Aim of the exercise >>
Line by line, transcribe all of the entries exactly.

Records shown >>
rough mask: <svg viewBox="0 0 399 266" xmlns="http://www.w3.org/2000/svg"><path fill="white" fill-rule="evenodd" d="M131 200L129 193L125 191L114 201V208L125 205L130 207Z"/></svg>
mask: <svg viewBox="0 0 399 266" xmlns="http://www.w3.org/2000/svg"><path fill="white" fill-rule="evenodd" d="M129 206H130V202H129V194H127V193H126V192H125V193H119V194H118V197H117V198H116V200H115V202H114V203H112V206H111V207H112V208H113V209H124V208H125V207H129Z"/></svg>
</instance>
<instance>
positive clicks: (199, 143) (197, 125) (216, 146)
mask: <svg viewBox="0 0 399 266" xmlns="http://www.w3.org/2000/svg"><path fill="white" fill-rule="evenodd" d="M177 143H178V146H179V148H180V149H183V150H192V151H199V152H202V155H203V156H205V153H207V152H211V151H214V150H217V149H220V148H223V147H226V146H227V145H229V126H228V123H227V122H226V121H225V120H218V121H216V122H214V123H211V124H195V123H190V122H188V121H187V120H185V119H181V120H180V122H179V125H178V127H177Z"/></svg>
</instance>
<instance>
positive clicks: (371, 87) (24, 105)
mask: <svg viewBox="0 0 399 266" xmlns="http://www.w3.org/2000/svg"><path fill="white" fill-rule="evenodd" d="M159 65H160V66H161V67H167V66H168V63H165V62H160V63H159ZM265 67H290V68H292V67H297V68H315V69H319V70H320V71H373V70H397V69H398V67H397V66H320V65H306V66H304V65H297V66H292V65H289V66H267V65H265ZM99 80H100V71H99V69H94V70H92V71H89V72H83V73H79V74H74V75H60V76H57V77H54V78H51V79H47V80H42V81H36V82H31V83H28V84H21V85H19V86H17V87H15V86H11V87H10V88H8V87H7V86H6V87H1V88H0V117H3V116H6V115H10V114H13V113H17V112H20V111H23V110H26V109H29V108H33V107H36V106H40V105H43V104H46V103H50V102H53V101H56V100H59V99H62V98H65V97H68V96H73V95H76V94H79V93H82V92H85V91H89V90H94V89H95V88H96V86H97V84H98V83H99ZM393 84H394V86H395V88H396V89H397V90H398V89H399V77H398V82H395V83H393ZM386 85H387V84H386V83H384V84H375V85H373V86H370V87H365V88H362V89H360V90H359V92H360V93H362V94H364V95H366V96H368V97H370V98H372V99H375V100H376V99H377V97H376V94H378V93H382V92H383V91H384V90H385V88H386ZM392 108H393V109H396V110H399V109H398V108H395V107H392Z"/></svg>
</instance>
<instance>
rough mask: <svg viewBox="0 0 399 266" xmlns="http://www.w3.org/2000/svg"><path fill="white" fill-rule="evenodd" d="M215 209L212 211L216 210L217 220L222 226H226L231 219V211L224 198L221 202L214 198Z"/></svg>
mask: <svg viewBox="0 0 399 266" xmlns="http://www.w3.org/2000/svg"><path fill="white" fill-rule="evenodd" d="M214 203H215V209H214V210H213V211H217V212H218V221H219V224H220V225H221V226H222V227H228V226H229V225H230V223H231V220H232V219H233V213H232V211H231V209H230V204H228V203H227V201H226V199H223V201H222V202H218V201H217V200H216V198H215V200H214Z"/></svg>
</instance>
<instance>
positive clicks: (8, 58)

Response to this exercise >>
rough mask: <svg viewBox="0 0 399 266" xmlns="http://www.w3.org/2000/svg"><path fill="white" fill-rule="evenodd" d="M131 200L129 193L125 191L114 201V208L125 205L130 207Z"/></svg>
mask: <svg viewBox="0 0 399 266" xmlns="http://www.w3.org/2000/svg"><path fill="white" fill-rule="evenodd" d="M129 206H130V202H129V194H127V193H126V192H125V193H119V194H118V197H117V198H116V200H115V202H114V203H112V206H111V207H112V208H113V209H124V208H125V207H129Z"/></svg>
</instance>
<instance>
positive clicks: (199, 143) (197, 125) (216, 146)
mask: <svg viewBox="0 0 399 266" xmlns="http://www.w3.org/2000/svg"><path fill="white" fill-rule="evenodd" d="M177 143H178V146H179V148H180V149H183V150H192V151H199V152H202V155H203V156H205V153H207V152H211V151H214V150H217V149H220V148H223V147H226V146H227V145H229V126H228V123H227V122H226V121H225V120H218V121H216V122H214V123H211V124H195V123H190V122H188V121H187V120H185V119H181V120H180V122H179V125H178V127H177Z"/></svg>
</instance>
<instance>
positive clicks: (371, 87) (24, 105)
mask: <svg viewBox="0 0 399 266" xmlns="http://www.w3.org/2000/svg"><path fill="white" fill-rule="evenodd" d="M159 65H160V66H161V67H167V66H168V63H165V62H160V63H159ZM265 67H290V68H292V67H297V68H315V69H319V70H320V71H373V70H397V69H398V67H397V66H320V65H306V66H304V65H297V66H292V65H289V66H267V65H265ZM99 80H100V71H99V69H94V70H92V71H89V72H83V73H79V74H74V75H60V76H57V77H54V78H51V79H47V80H42V81H36V82H31V83H28V84H21V85H19V86H17V87H15V86H11V87H10V88H8V87H7V86H6V87H1V88H0V117H3V116H6V115H10V114H13V113H17V112H20V111H23V110H26V109H29V108H33V107H36V106H40V105H43V104H46V103H50V102H53V101H56V100H59V99H62V98H65V97H68V96H73V95H76V94H79V93H82V92H85V91H89V90H94V89H95V88H96V86H97V84H98V83H99ZM393 84H394V86H395V88H396V89H397V90H398V89H399V77H398V82H395V83H393ZM386 85H387V84H386V83H384V84H375V85H373V86H370V87H365V88H362V89H360V90H359V92H360V93H362V94H364V95H366V96H368V97H370V98H372V99H375V100H376V99H377V97H376V94H378V93H382V92H383V91H384V90H385V88H386ZM392 108H393V109H396V110H399V109H398V108H395V107H392Z"/></svg>
</instance>
<instance>
rough mask: <svg viewBox="0 0 399 266" xmlns="http://www.w3.org/2000/svg"><path fill="white" fill-rule="evenodd" d="M215 209L212 211L216 210L217 220L222 226H226L231 219V211L224 198L221 202L214 198Z"/></svg>
mask: <svg viewBox="0 0 399 266" xmlns="http://www.w3.org/2000/svg"><path fill="white" fill-rule="evenodd" d="M214 203H215V209H214V210H213V211H217V212H218V221H219V224H220V225H221V226H222V227H228V226H229V225H230V223H231V220H232V219H233V213H232V211H231V209H230V204H228V203H227V201H226V199H223V201H222V202H218V201H217V200H216V198H215V200H214Z"/></svg>
</instance>
<instance>
positive clicks: (8, 58)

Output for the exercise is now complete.